START DATA RECORDS
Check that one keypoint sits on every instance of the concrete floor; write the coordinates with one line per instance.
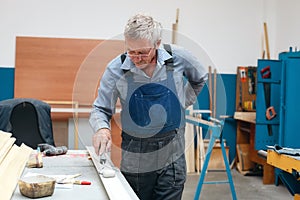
(246, 187)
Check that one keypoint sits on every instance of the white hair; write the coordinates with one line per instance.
(142, 26)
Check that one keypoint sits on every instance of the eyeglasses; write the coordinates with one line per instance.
(139, 53)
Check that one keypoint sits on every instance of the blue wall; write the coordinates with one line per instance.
(226, 100)
(6, 83)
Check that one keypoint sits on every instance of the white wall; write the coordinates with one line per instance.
(229, 31)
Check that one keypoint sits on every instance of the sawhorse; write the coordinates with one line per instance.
(215, 126)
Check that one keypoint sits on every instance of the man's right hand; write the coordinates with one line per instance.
(102, 141)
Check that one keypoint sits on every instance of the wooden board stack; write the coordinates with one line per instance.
(12, 163)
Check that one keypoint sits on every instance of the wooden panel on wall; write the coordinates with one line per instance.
(61, 69)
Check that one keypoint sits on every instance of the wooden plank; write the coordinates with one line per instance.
(116, 187)
(75, 64)
(189, 151)
(285, 162)
(11, 169)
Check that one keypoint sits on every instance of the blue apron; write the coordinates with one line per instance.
(151, 108)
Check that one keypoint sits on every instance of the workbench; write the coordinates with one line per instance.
(246, 135)
(289, 168)
(74, 162)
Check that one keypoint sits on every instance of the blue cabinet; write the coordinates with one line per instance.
(278, 94)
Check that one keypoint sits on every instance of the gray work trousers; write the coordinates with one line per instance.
(155, 167)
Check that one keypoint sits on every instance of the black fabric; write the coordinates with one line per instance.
(29, 121)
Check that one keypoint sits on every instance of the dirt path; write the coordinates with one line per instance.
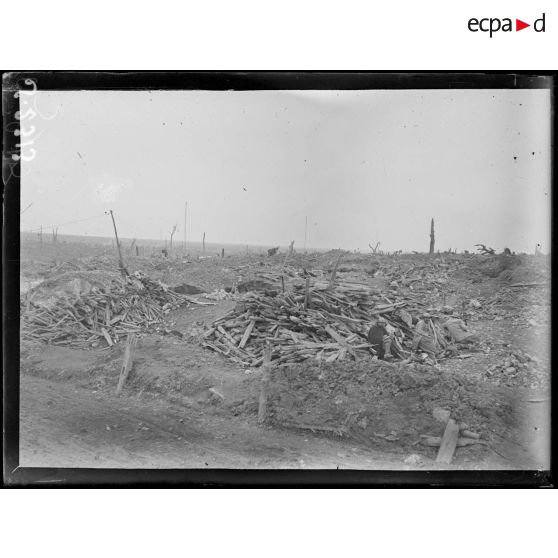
(67, 426)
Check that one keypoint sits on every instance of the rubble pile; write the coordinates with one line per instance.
(85, 309)
(379, 403)
(323, 323)
(518, 368)
(520, 305)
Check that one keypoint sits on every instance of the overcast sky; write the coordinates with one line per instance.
(363, 166)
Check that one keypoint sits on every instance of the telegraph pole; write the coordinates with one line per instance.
(185, 211)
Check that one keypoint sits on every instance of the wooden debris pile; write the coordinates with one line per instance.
(103, 312)
(322, 323)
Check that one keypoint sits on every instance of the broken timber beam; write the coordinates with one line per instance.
(247, 333)
(128, 362)
(262, 407)
(449, 443)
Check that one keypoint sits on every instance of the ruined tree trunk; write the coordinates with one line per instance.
(431, 252)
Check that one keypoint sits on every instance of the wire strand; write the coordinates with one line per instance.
(63, 224)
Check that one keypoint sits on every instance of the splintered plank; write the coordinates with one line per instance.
(340, 340)
(449, 443)
(247, 333)
(128, 362)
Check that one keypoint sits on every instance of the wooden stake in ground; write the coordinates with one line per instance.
(131, 342)
(262, 408)
(288, 254)
(307, 293)
(123, 270)
(431, 251)
(332, 278)
(449, 443)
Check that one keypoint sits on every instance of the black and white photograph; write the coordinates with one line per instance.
(318, 273)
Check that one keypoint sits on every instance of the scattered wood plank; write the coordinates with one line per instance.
(449, 442)
(128, 362)
(247, 333)
(262, 407)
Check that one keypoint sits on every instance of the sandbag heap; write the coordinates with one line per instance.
(88, 311)
(328, 324)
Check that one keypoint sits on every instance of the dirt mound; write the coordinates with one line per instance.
(379, 403)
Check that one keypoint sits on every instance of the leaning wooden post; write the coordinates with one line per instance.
(262, 408)
(332, 278)
(431, 252)
(123, 269)
(131, 341)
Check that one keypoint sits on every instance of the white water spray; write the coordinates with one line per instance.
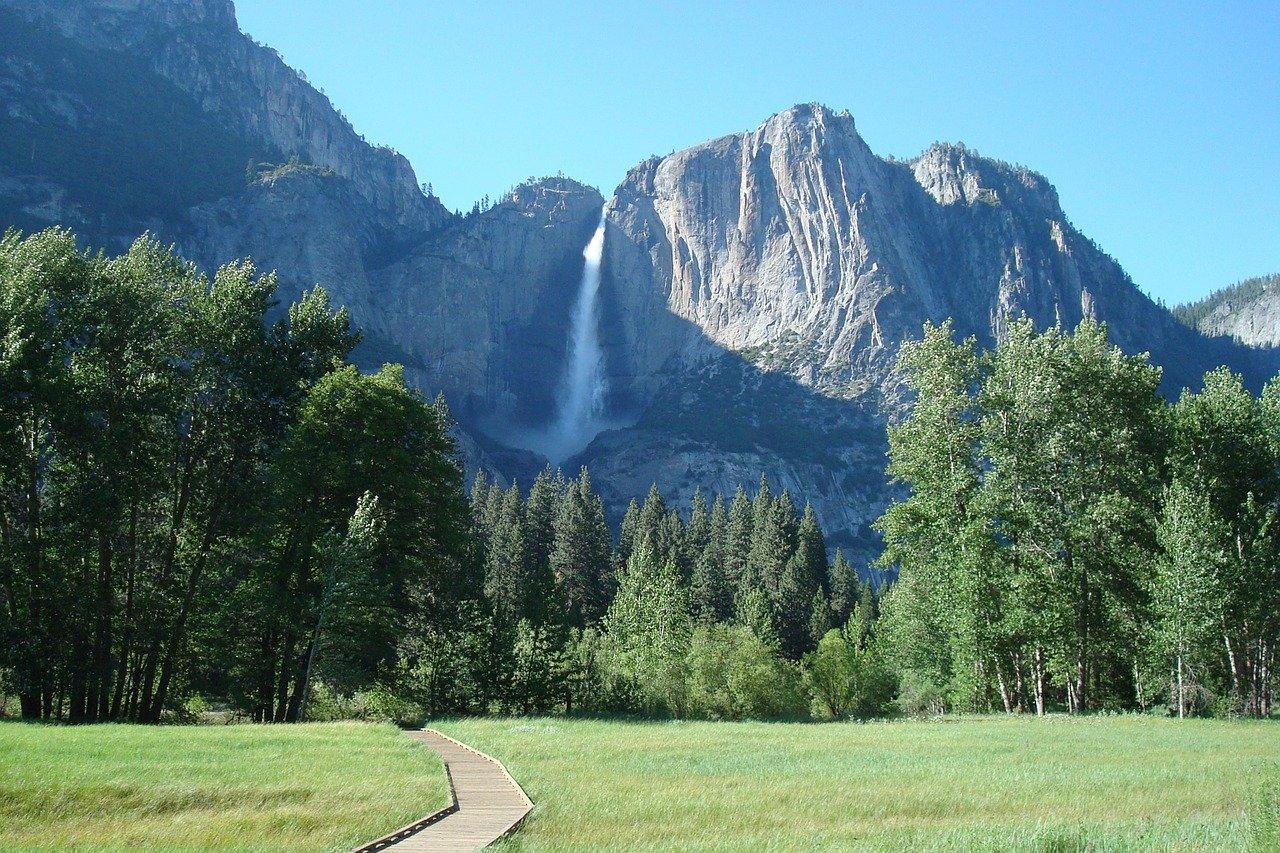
(580, 411)
(584, 375)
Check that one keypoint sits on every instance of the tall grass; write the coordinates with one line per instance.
(959, 784)
(316, 787)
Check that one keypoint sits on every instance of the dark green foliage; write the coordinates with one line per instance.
(844, 589)
(1070, 538)
(197, 501)
(580, 557)
(192, 498)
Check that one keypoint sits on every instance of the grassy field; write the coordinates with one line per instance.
(314, 787)
(1055, 784)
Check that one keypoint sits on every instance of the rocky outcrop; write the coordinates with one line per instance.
(759, 286)
(798, 247)
(1247, 311)
(197, 46)
(755, 288)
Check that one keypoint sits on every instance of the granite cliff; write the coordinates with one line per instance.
(1247, 311)
(755, 288)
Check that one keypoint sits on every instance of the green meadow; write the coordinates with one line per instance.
(955, 784)
(952, 784)
(312, 787)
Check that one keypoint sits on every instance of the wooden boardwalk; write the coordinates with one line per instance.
(487, 803)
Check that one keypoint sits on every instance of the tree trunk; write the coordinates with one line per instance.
(1040, 682)
(1182, 694)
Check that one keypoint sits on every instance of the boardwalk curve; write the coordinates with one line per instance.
(485, 803)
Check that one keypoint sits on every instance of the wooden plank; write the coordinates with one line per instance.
(487, 803)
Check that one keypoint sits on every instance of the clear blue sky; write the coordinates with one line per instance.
(1159, 123)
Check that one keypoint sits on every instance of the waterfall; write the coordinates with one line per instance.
(583, 387)
(580, 402)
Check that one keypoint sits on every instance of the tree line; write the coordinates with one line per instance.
(1072, 539)
(195, 498)
(718, 611)
(201, 500)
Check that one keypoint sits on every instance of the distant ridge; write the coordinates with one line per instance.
(1248, 311)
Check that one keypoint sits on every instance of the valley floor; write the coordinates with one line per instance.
(1052, 784)
(312, 787)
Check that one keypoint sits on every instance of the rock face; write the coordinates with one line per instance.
(197, 46)
(1247, 311)
(799, 249)
(755, 288)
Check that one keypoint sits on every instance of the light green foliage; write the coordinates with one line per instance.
(959, 784)
(211, 788)
(735, 675)
(647, 634)
(848, 678)
(1025, 541)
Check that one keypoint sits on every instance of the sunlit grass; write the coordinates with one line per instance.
(315, 787)
(1055, 784)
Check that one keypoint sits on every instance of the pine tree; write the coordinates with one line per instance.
(819, 617)
(507, 560)
(581, 552)
(844, 589)
(737, 539)
(627, 534)
(543, 506)
(812, 547)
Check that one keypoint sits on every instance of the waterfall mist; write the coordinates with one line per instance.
(580, 402)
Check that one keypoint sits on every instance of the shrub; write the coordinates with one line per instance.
(734, 675)
(848, 679)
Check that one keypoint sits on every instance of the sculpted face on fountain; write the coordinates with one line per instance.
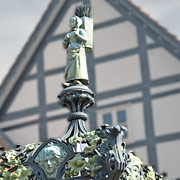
(134, 167)
(49, 159)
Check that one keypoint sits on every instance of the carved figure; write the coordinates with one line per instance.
(49, 159)
(134, 168)
(74, 42)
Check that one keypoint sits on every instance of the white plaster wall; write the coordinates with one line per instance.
(162, 63)
(164, 88)
(54, 55)
(103, 11)
(118, 98)
(134, 123)
(168, 158)
(27, 97)
(114, 39)
(33, 69)
(17, 121)
(24, 135)
(166, 114)
(118, 74)
(149, 40)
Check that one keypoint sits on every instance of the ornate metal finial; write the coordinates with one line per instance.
(77, 42)
(102, 154)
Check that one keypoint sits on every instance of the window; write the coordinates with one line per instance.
(107, 118)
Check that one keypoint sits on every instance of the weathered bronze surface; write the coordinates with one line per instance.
(78, 154)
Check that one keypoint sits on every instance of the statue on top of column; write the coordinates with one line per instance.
(77, 42)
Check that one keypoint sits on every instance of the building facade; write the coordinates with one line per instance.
(134, 71)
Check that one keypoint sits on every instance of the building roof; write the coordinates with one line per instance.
(45, 23)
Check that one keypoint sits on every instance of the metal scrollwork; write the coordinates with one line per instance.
(112, 156)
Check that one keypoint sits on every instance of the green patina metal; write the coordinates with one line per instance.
(78, 154)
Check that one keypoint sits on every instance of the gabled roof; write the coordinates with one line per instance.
(45, 23)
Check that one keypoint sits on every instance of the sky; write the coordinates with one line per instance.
(18, 19)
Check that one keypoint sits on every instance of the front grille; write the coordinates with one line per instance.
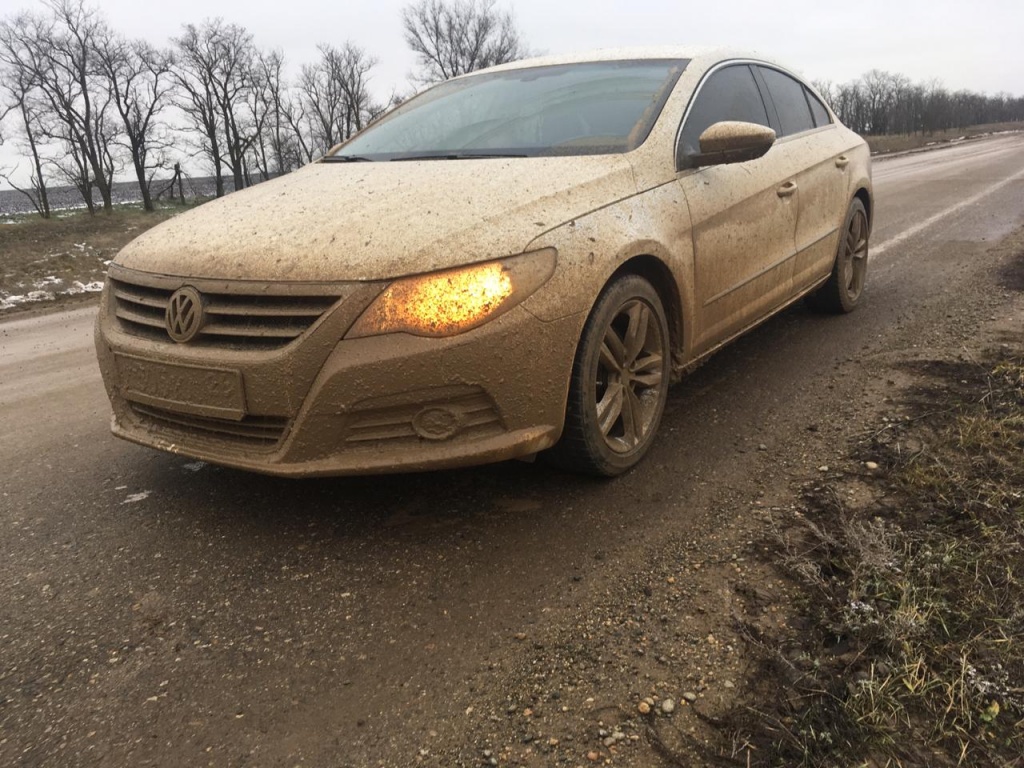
END DATA RECORDS
Restate the data above word for word. Skip every picture.

Check that one keypoint sits on every instance of the concrete floor; write the coordinates with one line per instance.
(246, 187)
Check that one keypoint sits on every instance of the white hair; write the coordinates with one line per instance.
(142, 26)
Check that one keypoint sits on every instance of the eyeglasses; write the coordinates with one line per instance.
(139, 53)
Check that one keypoint sits on every instance of the blue wall; write the coordinates with one line per instance.
(226, 100)
(6, 83)
Check that one keypoint sits on every instance of the white wall; write the coordinates with one line per instance.
(229, 31)
Check that one keypoint sits on every instance of the sawhorse; write the coordinates with one line per instance.
(215, 126)
Check that one keypoint sits on every instance of the man's right hand; write the coordinates with one line per instance.
(102, 141)
Check that one keypoint sits on every instance of the wooden board stack; write the coordinates with one line per instance.
(12, 163)
Check that one keypoint sits on every instance of the wooden panel on wall; write the coordinates with one line per instance.
(61, 69)
Check that one keypoint sits on every instance of the wooden plank; write the coordinates with one line per instance.
(116, 187)
(75, 64)
(189, 151)
(285, 162)
(11, 169)
Check that one keypoint sits on every instance of the blue apron; write the coordinates with one line per instance.
(151, 108)
Check that one keypoint sits on every instance of the workbench; write the coordinates with one line per instance.
(246, 135)
(289, 168)
(74, 162)
Check that one keypoint sits on every instance of the blue cabinet; write the coordinates with one line per instance.
(278, 94)
Check that one keypoint sits on every instance of the gray work trousers; write the coordinates with one line per instance.
(155, 167)
Check that one keypoint sits on every instance of the black fabric; write the coordinates with one line per instance.
(29, 121)
Check that one keypoint sits on every instance of the dirt path; write the coordinates with one line per instance.
(67, 426)
Check that one keypoint sits on every instance of the rubble pile; write the coordinates with one line per instance.
(85, 309)
(379, 403)
(323, 323)
(518, 368)
(520, 305)
Check that one keypoint sits on every instance of the overcast sky; write the coordinates with one line per instance.
(363, 166)
Check that one keypoint sits on every instance of the telegraph pole; write the coordinates with one line per instance.
(185, 211)
Check that one keypoint sits on every instance of the wooden debris pile; write the coordinates with one line per instance.
(103, 312)
(322, 323)
Check that one keypoint sits on every instance of the broken timber beam; write the coordinates with one line per instance.
(247, 333)
(128, 362)
(262, 407)
(449, 443)
Check that one keypoint sits on every instance of the ruined tree trunk; write the coordinates with one line per instance.
(431, 252)
Check that one keypoint sits on every instance of the wire strand; write the coordinates with one line per instance.
(63, 224)
Check that one keypoint sits on every instance of the splintered plank; write the coordinates with one line per instance.
(340, 340)
(449, 443)
(247, 333)
(128, 362)
Check that one keypoint sits on every instance of the wooden stake in ground; write the coordinates with one line per instance.
(131, 342)
(262, 408)
(288, 254)
(307, 293)
(123, 270)
(431, 251)
(332, 278)
(449, 443)
Check that one keypoint sits on every instance of the black and white photograph; write the coordinates with one line per instance.
(318, 273)
Check that one keypoint sits on every instance of the scattered wood plank; write the coordinates with one line per instance.
(449, 442)
(128, 362)
(247, 333)
(262, 407)
Check that one keypoint sits on every instance of the sandbag heap; write the coordinates with one line per instance.
(88, 311)
(328, 324)
Check that one keypoint sits on every instance of the dirt mound; write the coordinates with one line per instance.
(379, 403)
Check that one keypoint sits on every instance of the leaning wooden post; write the coordinates with one line per instance.
(262, 408)
(332, 278)
(431, 252)
(123, 269)
(131, 341)
Check that one keypoint sits on every instance of the white water spray; write the coordinates with one line per instance.
(580, 411)
(584, 375)
Check that one keypoint sits on every instance of the tall grass; write the coordinates with one line per instance.
(959, 784)
(316, 787)
Check that one keypoint sits on every instance of the dark green foliage; write the coordinates with one line per instance.
(844, 589)
(1070, 538)
(197, 501)
(580, 557)
(192, 498)
Check that one keypoint sits on every instance of the grassy field; write the coordinates with one line per instance.
(314, 787)
(1055, 784)
Check that one keypoint sits on every instance of the rocky outcrop; write the coordinates with one line per instance.
(759, 286)
(798, 247)
(1247, 311)
(197, 46)
(755, 288)
Check that one keypoint sits on every instance of the granite cliff; write the coordinates with one line per instance.
(1247, 311)
(755, 288)
Check that one keypoint sits on every instance of the green meadow; write the coordinates with one line per instance.
(955, 784)
(952, 784)
(312, 787)
Check that one keypoint sits on every instance of the wooden boardwalk; write the coordinates with one line per instance.
(487, 803)
Check that one keypoint sits on every instance of the tree trunk; write the coordinates with one line per instance.
(1040, 682)
(1182, 694)
Check that one keypoint sits on every instance of the boardwalk curve; write the coordinates with one line per instance.
(485, 803)
Check that one keypoint sits on every instance of the wooden plank; write the coordinates with one line per instance.
(487, 803)
Check that one keypoint sits on every instance of the clear blue sky; write the coordinates with one line per instance.
(1159, 123)
Check that one keypoint sits on every instance of the waterfall; write the coordinates with one line per instance.
(583, 387)
(580, 402)
Check that one keypoint sits on every instance of the tree line; write the coordinates with one line per instance.
(1072, 539)
(195, 498)
(718, 611)
(201, 500)
Check that one keypoint sits on every instance of the distant ridge; write the coordinates with one line per instance.
(1248, 311)
Check that one keypoint sits on every instance of the valley floor; write the coordinates with one line per instance.
(1052, 784)
(312, 787)
Check that one keypoint sits on every instance of the rock face; write the coordinates with one line per instance.
(197, 46)
(1247, 311)
(799, 249)
(755, 288)
Check that one keypoint sits on every instance of the light green foliage; write the coordinates with one line per instance.
(959, 784)
(211, 788)
(735, 675)
(647, 634)
(848, 678)
(1025, 541)
Check that one keypoint sits on every instance of the sunlit grass; write the coordinates with one line per instance.
(315, 787)
(1055, 784)
Check that one keypoint sits on every instance of the pine tree; write the coordinates with one line per instance.
(819, 617)
(507, 560)
(581, 552)
(844, 589)
(737, 539)
(627, 534)
(543, 506)
(812, 547)
Check that one keypoint sits on every instance of the waterfall mist; write the coordinates with one line per instance.
(580, 402)
Check that one keypoint sits on every instance of the shrub; write the coordinates with one line per instance.
(734, 675)
(848, 679)
Check that one keypoint sits on every instance of the sculpted face on fountain; write the coordinates with one line per instance.
(134, 167)
(49, 159)
Check that one keypoint sits on every instance of the carved figure; write the coordinates with one line per instance.
(49, 159)
(134, 168)
(74, 42)
Check that one keypoint sits on every instance of the white plaster wall; write the coordinates with one line per instance.
(162, 63)
(164, 88)
(54, 55)
(103, 11)
(118, 98)
(134, 123)
(168, 158)
(27, 97)
(114, 39)
(33, 69)
(17, 121)
(24, 135)
(166, 114)
(118, 74)
(149, 40)
Check that one keypoint sits on every instance of the ornate metal finial; write the coordinates with one line per instance.
(77, 42)
(102, 154)
Check that one keypoint sits on every instance of the window; write the coordinates with one line per instance.
(107, 118)
Check that one keypoint sits on every instance of the weathered bronze surface; write the coordinates with one line per instance.
(78, 154)
Check that one keypoint sits on every instance of the statue on top of column; write the coordinates with one line per instance.
(77, 42)
Check that one keypoint sits on every instance of the building facade; write the coordinates with one line per instance.
(134, 71)
Check that one keypoint sits on every instance of the building roof; write the coordinates with one line per instance.
(45, 23)
Check that one keypoint sits on every instance of the metal scrollwork; write the coordinates with one line per instance.
(112, 156)
Check that one keypoint sits on every instance of the green patina metal; write the coordinates with one line per instance.
(78, 154)
Check that one keypoint sits on every instance of the gabled roof; write the coordinates with one line per instance.
(45, 23)
Check that one keypoint sits on every instance of the sky; write the coordinates with one line per instance.
(18, 19)
Check that one keypoint sits on every instance of the front grille; write the coordinates with one line per instance.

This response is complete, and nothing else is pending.